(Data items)
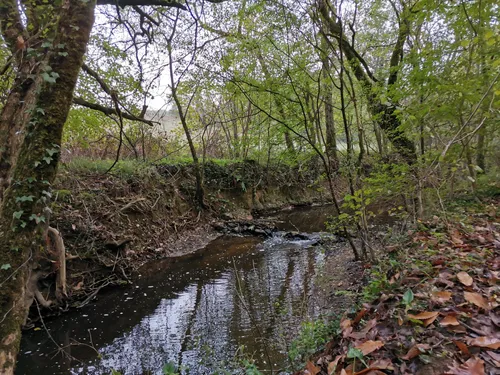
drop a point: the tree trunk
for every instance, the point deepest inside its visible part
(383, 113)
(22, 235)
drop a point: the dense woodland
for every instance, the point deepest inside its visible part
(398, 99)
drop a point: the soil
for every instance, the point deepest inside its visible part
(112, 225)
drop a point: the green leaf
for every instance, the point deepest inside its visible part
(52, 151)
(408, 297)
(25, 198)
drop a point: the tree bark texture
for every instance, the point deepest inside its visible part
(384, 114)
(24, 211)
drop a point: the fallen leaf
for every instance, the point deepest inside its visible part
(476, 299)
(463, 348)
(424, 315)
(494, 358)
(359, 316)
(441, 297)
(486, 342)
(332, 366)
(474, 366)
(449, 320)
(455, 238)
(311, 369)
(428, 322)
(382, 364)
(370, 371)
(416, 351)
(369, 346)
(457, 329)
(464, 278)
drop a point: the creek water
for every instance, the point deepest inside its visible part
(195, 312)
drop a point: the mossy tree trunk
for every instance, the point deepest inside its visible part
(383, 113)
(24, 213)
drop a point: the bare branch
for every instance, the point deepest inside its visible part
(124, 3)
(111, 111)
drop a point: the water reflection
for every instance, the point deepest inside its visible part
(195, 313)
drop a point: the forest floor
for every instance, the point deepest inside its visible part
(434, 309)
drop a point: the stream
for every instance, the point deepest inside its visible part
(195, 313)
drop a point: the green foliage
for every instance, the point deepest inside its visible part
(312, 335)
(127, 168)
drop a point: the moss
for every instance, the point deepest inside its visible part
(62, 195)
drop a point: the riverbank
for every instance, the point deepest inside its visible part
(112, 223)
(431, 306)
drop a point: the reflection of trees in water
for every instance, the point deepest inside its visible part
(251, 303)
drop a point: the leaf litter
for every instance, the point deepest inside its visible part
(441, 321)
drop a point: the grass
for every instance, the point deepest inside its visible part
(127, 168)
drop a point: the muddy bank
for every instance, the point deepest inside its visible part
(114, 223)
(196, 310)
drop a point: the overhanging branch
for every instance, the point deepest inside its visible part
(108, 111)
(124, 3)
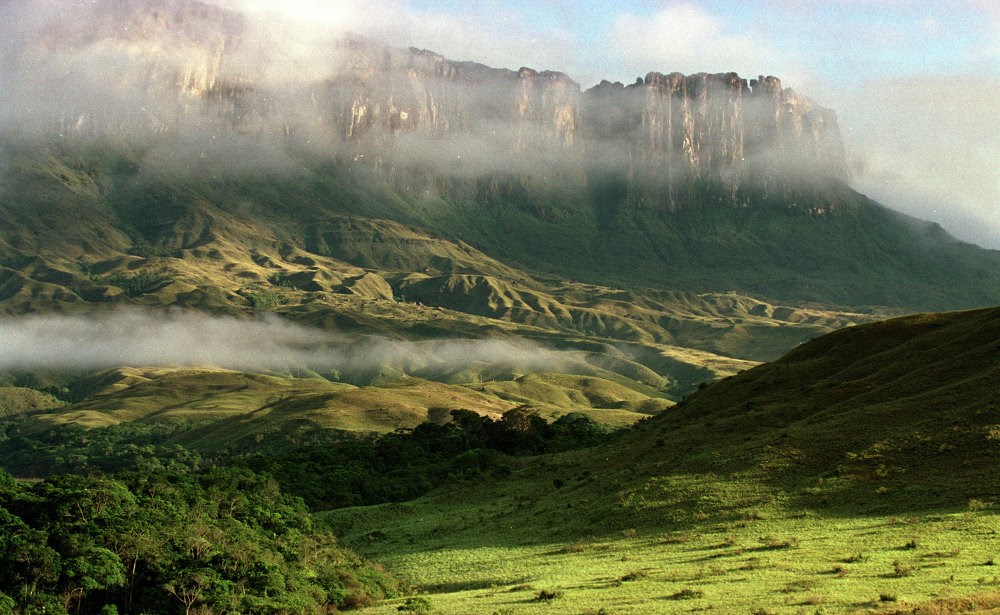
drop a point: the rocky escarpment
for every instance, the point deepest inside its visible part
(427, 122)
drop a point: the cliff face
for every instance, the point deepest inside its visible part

WORK TO BE COMPLETED:
Starting at the line that contains "drop a point: the overhanging branch" and ending at the last line of the material, rewrite every line, requests included, with each point coordinate in the answers multiplied by 1.9 and rounded to a whole number, halves rounded up. Leave the pictures out of your answer.

THE SOLUTION:
drop a point: the overhanging branch
for every instance, the point deepest inside its visible part
(205, 211)
(236, 6)
drop a point: the rocky escarpment
for every instance, the point deepest inside its visible part
(811, 232)
drop a point: the cliff face
for every instance, the point deepest inside its visible part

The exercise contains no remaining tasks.